#### [RICHIESTA ASSEGNATA]
Estrai, copiandole, tutte le righe delle voci in cui compare la parola "present".

#### VOCI DEL COMPITO ####

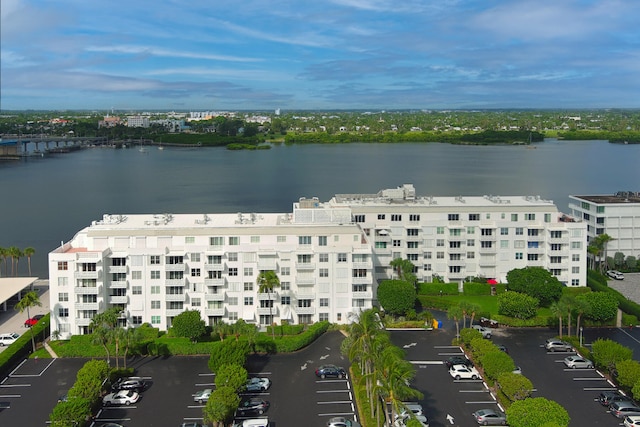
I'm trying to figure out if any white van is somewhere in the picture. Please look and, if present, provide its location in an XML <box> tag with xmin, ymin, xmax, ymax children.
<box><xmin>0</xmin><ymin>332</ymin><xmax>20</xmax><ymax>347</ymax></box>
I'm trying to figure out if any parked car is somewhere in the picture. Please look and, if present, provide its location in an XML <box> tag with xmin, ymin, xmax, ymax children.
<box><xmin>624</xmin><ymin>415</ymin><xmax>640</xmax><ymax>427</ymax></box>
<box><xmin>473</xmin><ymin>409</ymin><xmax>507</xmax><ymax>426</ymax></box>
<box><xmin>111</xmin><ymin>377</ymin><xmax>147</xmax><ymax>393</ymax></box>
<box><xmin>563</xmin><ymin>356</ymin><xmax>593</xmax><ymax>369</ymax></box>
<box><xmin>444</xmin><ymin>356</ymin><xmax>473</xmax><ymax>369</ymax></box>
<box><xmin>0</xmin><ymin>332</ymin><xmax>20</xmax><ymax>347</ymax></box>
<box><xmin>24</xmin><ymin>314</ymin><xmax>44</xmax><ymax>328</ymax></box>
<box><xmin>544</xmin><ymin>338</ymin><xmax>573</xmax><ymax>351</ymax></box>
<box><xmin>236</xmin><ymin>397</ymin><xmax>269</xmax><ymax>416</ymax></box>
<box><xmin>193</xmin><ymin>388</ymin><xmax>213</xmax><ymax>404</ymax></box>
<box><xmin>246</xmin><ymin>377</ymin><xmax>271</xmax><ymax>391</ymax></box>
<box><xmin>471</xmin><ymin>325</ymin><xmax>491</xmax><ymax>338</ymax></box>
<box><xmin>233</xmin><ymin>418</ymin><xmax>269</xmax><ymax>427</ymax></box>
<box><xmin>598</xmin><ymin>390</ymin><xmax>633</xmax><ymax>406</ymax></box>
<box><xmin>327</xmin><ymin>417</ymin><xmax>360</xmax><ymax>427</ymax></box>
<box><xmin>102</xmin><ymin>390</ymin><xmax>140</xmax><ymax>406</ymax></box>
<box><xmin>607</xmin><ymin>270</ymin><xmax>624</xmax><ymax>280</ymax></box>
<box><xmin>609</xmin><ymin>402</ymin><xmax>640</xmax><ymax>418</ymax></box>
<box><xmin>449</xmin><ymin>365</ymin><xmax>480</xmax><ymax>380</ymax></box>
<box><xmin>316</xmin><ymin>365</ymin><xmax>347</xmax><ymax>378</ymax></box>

####

#### [RISPOSTA COMPLETA]
I'm trying to figure out if any white van is somewhere in the picture. Please look and, if present, provide its location in an XML <box> tag with xmin, ymin, xmax, ymax children.
I'm trying to figure out if any parked car is somewhere in the picture. Please look and, if present, provide its location in an XML <box> tag with xmin, ymin, xmax, ymax children.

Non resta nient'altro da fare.